» YOUR GOAL
Count the lines below that contain the word "every", with uppercase and lowercase letters treated as distinct, and reply with the number alone.

» TASK INPUT

* start *

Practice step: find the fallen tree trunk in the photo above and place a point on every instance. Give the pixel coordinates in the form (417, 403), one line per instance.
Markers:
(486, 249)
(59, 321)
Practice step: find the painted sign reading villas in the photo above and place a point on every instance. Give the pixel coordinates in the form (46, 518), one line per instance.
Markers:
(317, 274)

* end *
* start *

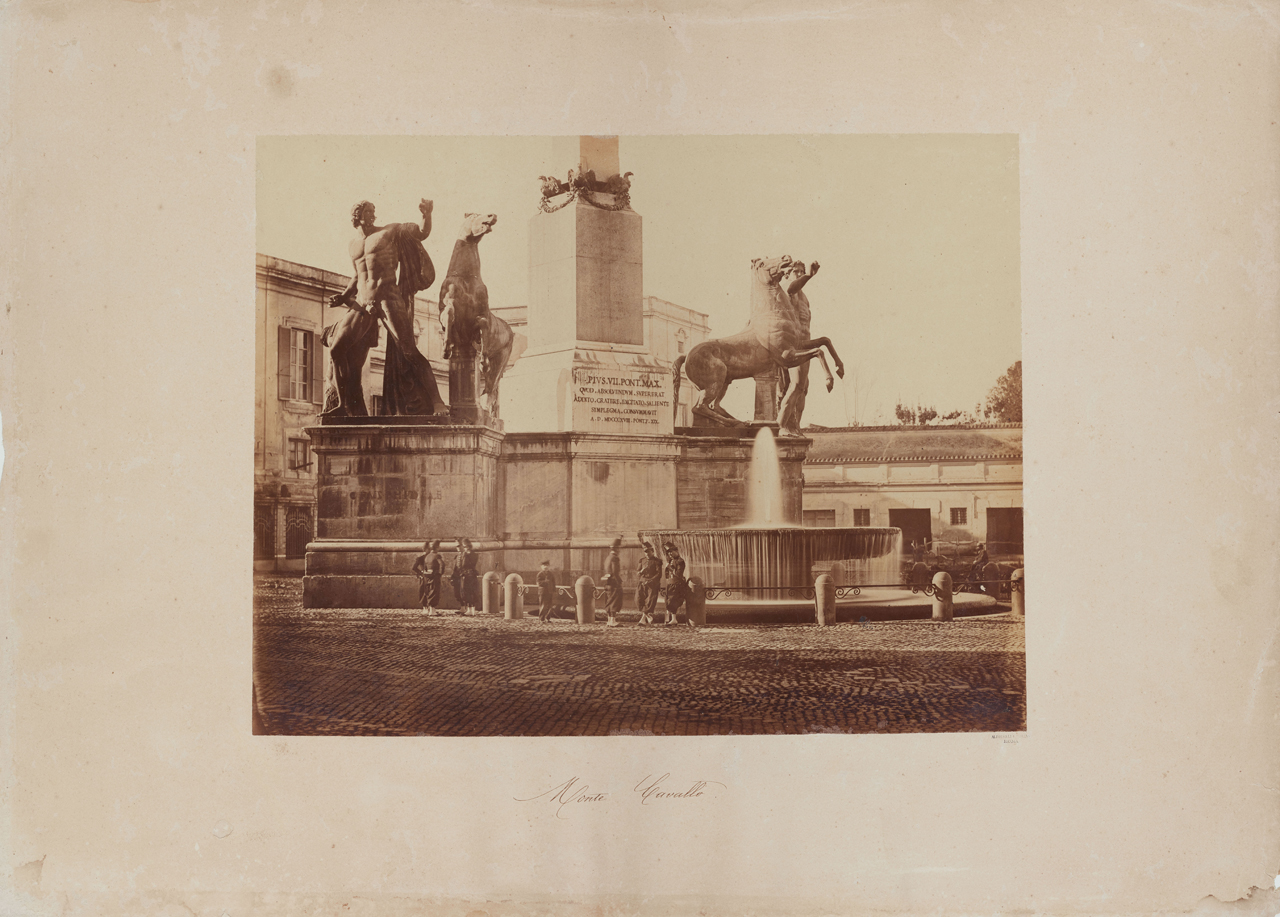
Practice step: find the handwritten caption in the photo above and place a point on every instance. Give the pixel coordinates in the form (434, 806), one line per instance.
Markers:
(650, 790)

* end *

» RESPONSE TO THE TASK
3